:: PAGE TEXT ::
The conversation-style presentation covered topics as varied as the changing demographics of the church, celibacy, and the questions of homosexuality in the church. Himes opened the night by emphasizing his lack of academic experience on the topic of Catholic sexual ethics.
"I'm not here to talk to you as head of the theology department and the reason for this is in all of my years of teaching, I have never taught a course on sexual ethics," Himes said. "I don't claim any great academic expertise on sexual ethics."
Instead, Himes said, his background in sexual ethics consists of the many conversations about the topic that he had participated in over the years.
After his academic disclaimer, Himes launched into a history of Pope Paul VI's encyclical, or letter to all the churches, titled "Humanae Vitae." The encyclical, published in July 1968, reaffirmed the church's ban on all types of artificial contraception and expanded the ban to include the recently developed oral contraceptive, or birth control pill. This ban has shaped the Catholic Church's position on contraceptives for nearly 50 years.
Such a ban has clear ramifications on Catholic colleges like BC. Because of "Humanae Vitae," none of the health centers on the BC campus are allowed to offer any form of contraceptive or any type of counseling that suggests the use of contraceptives.
This is in large part responsible for BC's failing grade on a national college sexual health report card, sponsored by Trojan condoms. As previously reported by The Heights, BC scored a 1.91 out of 4.0, putting the school at 120th place out of 139 schools.
"Humanae Vitae's" influence went beyond just a ban on contraceptives to also affect the kind of conversations that Catholics had about sexual ethics.
:::
* [SHORT EXERCISE A]:
Reproduce the article word for word, starting at "Such a ban has" and ending at "of 139 schools.".
The article and the records are unrelated to each other.
:: INPUT DATA ::
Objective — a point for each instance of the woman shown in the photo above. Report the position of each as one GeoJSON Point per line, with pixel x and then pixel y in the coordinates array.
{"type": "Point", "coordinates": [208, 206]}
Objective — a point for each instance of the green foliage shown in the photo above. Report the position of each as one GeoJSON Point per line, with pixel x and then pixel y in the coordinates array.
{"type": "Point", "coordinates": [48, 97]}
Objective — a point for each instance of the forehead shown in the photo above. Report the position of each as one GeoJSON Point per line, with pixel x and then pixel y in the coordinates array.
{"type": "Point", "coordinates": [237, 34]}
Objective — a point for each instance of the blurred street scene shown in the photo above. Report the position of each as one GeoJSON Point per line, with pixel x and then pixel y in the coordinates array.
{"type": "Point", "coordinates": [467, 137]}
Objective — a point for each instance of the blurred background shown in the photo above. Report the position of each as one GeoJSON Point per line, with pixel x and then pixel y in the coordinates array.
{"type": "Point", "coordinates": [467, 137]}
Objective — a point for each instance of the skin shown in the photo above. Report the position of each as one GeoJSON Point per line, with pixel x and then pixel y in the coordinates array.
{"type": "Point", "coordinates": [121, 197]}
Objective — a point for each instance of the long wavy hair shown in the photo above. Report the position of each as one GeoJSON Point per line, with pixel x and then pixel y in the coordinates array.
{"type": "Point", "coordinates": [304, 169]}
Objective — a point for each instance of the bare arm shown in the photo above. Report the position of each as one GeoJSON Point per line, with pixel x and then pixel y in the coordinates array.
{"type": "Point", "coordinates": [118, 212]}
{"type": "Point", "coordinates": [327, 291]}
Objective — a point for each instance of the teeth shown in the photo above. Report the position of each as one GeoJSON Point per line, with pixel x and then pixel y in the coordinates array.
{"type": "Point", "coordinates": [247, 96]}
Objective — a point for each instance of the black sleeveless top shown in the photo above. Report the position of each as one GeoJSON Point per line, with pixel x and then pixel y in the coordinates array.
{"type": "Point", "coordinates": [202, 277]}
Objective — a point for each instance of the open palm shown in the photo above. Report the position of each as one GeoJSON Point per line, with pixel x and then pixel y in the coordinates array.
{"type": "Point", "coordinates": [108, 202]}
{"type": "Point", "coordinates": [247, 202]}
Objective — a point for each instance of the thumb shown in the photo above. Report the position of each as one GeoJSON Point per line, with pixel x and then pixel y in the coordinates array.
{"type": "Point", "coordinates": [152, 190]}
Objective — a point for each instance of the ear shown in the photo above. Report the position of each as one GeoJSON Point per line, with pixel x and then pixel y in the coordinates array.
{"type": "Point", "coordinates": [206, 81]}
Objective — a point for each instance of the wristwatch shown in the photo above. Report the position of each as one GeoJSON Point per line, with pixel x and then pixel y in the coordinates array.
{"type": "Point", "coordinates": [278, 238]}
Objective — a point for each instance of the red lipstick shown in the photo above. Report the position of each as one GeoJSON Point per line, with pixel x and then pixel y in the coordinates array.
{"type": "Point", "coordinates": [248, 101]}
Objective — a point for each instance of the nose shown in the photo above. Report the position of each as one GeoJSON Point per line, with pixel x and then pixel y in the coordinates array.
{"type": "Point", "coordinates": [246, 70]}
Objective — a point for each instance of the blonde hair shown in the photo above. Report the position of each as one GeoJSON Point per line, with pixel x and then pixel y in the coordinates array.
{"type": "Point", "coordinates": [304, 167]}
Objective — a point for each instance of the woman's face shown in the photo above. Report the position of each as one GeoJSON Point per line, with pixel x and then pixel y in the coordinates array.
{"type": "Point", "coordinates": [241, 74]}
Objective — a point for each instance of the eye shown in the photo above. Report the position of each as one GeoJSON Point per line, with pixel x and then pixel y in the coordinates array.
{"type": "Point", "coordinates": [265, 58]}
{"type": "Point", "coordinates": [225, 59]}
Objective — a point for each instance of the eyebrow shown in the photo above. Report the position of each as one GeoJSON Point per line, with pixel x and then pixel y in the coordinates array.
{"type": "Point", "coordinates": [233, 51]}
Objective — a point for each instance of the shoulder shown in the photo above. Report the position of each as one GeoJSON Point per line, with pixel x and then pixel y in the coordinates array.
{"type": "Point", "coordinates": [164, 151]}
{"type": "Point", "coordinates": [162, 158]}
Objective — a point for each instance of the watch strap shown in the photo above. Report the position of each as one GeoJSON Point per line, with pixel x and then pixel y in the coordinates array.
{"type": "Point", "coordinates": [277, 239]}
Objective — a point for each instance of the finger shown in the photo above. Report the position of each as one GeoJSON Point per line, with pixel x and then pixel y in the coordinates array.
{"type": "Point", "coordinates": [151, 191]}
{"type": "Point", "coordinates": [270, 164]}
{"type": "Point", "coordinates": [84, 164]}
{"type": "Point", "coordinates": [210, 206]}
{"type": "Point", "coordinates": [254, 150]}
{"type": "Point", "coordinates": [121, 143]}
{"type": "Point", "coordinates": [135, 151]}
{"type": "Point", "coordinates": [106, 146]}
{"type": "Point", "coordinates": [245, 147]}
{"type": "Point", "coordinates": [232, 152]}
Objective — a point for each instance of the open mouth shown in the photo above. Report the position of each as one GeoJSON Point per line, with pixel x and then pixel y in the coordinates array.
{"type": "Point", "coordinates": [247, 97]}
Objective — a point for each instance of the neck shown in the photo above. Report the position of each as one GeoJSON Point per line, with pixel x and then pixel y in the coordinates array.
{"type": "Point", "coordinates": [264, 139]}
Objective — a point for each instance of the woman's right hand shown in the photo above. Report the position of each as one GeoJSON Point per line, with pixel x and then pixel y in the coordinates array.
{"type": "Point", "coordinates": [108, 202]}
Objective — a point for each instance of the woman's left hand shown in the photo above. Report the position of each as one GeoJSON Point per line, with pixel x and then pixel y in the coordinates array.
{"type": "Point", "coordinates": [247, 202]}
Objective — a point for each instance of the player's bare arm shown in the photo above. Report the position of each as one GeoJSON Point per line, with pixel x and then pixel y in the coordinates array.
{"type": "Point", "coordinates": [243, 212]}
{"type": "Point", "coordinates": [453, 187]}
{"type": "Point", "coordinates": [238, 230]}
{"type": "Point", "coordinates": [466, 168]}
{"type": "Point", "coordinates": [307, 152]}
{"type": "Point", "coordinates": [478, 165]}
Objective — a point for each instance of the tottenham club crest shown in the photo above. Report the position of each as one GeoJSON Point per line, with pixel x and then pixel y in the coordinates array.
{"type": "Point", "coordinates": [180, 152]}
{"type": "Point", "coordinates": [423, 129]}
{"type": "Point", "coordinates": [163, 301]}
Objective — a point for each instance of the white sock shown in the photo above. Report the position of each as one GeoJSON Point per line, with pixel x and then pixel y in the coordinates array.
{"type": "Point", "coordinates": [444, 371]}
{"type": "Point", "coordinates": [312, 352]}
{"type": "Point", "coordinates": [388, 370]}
:::
* [SHORT EXERCISE B]:
Pull out each line of the records containing the word "scene", copied verbatim.

* [TASK ANSWER A]:
Such a ban has clear ramifications on Catholic colleges like BC. Because of "Humanae Vitae," none of the health centers on the BC campus are allowed to offer any form of contraceptive or any type of counseling that suggests the use of contraceptives.
This is in large part responsible for BC's failing grade on a national college sexual health report card, sponsored by Trojan condoms. As previously reported by The Heights, BC scored a 1.91 out of 4.0, putting the school at 120th place out of 139 schools.

* [TASK ANSWER B]:
Objective — a point for each instance of the blurred street scene shown in the photo above. Report the position of each as one GeoJSON Point per line, with pixel x and then pixel y in the coordinates array.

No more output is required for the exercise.